## [WORK TASK]
Copy out each of the following items verbatim, line for line.

[EXERCISE DATA Boundary: Start]

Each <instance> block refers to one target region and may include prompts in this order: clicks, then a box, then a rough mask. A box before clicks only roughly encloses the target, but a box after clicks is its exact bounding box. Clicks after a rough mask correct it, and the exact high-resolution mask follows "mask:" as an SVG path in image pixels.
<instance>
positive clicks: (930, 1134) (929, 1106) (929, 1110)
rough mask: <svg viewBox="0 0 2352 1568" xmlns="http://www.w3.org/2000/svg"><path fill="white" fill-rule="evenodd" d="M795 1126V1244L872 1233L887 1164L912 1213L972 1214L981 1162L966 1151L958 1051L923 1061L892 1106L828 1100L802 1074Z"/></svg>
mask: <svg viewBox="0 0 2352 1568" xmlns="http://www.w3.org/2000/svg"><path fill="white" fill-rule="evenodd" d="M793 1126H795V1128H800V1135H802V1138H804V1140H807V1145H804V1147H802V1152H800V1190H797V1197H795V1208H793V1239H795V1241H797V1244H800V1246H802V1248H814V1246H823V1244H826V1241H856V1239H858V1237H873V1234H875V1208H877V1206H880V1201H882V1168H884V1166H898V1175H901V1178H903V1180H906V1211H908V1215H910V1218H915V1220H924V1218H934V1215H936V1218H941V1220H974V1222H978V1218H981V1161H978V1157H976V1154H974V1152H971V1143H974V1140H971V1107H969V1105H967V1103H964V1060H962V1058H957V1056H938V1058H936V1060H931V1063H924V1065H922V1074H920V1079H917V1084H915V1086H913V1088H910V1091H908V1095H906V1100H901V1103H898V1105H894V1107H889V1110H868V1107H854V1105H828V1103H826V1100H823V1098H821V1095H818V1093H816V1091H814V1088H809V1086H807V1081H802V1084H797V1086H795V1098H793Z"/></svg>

[EXERCISE DATA Boundary: End]

## [SOLUTION FOR THIS EXERCISE]
Each <instance> block refers to one target region and may include prompts in this order: clicks, then a box, then a rough mask. A box before clicks only roughly encloses the target, but a box after clicks is its exact bounding box. Clicks after a rough mask correct it, and the exact high-resolution mask follows "mask:" as an SVG path in image pixels.
<instance>
positive clicks: (930, 1134) (929, 1106) (929, 1110)
rough mask: <svg viewBox="0 0 2352 1568" xmlns="http://www.w3.org/2000/svg"><path fill="white" fill-rule="evenodd" d="M795 1126V1244L872 1233L887 1164L912 1213L972 1214L981 1162L966 1151L958 1051L923 1061L892 1106L828 1100L802 1074Z"/></svg>
mask: <svg viewBox="0 0 2352 1568" xmlns="http://www.w3.org/2000/svg"><path fill="white" fill-rule="evenodd" d="M793 1126H795V1128H800V1135H802V1138H804V1140H807V1145H804V1147H802V1152H800V1190H797V1197H795V1208H793V1239H795V1241H797V1244H800V1246H802V1248H814V1246H823V1244H826V1241H856V1239H858V1237H873V1234H875V1208H877V1206H880V1201H882V1168H884V1166H898V1175H901V1178H903V1180H906V1211H908V1215H910V1218H915V1220H924V1218H934V1215H936V1218H941V1220H974V1222H978V1218H981V1161H978V1157H976V1154H974V1152H971V1143H974V1140H971V1107H969V1105H967V1103H964V1060H962V1058H957V1056H938V1058H936V1060H931V1063H924V1065H922V1074H920V1079H917V1084H915V1086H913V1088H910V1091H908V1095H906V1100H901V1103H898V1105H894V1107H889V1110H868V1107H854V1105H828V1103H826V1100H823V1098H821V1095H818V1093H816V1091H814V1088H809V1086H807V1081H802V1084H797V1086H795V1098H793Z"/></svg>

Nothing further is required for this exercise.